> **What you should do**: In the records below, give every line from the one containing "605), using the photo above." through the end of the records, inclusive, as a JSON list of strings with one string per line and blank lines left out.

.....

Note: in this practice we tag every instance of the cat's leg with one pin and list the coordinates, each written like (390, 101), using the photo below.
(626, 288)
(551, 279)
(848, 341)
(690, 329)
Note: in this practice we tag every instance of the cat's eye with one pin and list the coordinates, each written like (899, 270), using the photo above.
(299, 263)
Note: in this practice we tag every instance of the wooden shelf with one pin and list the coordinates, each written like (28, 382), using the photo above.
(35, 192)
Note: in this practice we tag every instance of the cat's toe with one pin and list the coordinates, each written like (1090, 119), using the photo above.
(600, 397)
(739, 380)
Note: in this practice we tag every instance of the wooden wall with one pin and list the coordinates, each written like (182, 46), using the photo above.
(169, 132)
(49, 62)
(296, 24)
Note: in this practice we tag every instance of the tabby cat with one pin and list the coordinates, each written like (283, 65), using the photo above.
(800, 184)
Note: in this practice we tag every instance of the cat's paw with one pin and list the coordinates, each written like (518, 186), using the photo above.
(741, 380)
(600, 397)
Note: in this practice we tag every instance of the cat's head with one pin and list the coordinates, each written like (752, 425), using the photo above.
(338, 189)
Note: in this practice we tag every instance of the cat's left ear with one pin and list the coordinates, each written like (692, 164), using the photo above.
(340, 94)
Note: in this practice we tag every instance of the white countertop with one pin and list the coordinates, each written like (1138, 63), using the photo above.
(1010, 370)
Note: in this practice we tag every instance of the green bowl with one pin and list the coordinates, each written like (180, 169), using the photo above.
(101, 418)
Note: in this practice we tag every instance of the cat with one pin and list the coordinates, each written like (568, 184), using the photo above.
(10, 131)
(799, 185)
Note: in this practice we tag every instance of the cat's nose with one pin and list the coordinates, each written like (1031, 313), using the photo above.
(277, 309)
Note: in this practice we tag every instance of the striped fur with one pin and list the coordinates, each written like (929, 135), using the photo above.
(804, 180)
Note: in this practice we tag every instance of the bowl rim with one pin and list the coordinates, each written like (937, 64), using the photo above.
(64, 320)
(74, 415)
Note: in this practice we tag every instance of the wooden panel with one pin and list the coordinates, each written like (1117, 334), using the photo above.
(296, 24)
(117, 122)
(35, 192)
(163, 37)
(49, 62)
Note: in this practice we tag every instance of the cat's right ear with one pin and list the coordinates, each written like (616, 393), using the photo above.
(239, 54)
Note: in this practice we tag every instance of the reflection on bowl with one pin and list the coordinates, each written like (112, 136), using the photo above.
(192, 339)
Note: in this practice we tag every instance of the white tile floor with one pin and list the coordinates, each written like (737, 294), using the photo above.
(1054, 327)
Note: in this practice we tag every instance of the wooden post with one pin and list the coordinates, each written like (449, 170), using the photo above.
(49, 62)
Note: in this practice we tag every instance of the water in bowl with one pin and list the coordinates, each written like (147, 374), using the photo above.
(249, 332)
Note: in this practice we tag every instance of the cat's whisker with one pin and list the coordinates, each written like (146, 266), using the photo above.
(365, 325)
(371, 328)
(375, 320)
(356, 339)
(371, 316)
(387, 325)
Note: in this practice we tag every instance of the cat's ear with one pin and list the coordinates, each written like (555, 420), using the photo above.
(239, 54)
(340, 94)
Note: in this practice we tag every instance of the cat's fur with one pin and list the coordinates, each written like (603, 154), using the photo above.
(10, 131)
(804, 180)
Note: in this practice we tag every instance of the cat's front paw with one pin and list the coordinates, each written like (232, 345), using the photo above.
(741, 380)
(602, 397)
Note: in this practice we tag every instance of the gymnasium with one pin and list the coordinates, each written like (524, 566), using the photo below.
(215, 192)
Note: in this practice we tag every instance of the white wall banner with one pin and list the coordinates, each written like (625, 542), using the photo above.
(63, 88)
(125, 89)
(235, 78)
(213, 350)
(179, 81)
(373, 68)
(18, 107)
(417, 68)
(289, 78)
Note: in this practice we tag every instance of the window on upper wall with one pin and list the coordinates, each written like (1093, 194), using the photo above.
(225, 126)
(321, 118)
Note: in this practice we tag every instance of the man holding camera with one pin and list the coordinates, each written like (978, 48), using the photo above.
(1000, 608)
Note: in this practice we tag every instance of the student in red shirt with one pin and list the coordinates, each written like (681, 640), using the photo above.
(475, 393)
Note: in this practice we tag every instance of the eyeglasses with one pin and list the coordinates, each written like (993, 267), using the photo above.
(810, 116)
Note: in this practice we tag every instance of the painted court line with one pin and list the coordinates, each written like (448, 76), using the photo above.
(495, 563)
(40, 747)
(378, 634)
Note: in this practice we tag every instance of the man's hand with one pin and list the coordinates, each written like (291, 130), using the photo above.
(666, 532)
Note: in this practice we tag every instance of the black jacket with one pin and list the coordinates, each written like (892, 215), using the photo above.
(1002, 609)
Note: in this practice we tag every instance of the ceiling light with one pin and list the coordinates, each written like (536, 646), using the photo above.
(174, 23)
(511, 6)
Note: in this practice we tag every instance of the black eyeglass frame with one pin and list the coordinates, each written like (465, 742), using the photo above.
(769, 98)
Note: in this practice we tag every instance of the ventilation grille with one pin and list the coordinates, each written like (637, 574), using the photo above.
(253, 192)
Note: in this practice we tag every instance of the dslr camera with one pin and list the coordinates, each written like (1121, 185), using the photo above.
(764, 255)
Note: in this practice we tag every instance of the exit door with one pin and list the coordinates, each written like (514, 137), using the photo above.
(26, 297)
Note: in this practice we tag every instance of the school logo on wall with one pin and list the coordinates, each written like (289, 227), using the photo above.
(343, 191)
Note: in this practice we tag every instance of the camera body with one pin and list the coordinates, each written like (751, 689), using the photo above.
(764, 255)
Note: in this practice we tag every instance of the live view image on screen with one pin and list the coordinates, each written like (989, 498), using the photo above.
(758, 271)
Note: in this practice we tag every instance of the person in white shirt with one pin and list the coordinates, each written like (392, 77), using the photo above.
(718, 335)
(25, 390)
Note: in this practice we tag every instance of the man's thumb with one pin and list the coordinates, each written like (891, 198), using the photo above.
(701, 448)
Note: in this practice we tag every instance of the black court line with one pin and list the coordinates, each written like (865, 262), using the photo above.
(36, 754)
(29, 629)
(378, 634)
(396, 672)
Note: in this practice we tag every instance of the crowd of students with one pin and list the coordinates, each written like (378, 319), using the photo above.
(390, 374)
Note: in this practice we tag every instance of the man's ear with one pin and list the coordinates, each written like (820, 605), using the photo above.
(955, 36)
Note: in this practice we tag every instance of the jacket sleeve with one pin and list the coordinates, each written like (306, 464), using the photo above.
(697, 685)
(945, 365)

.....

> **Task output**:
[
  "Note: in this practice we tag every instance of the man's ear with one pin and list the coordinates, each written like (820, 605), using the photo above.",
  "(955, 36)",
  "Note: in this practice we tag every instance of the jacket sleeve with one pin and list the coordinates, each written like (306, 464), using the photo above.",
  "(697, 685)",
  "(945, 365)"
]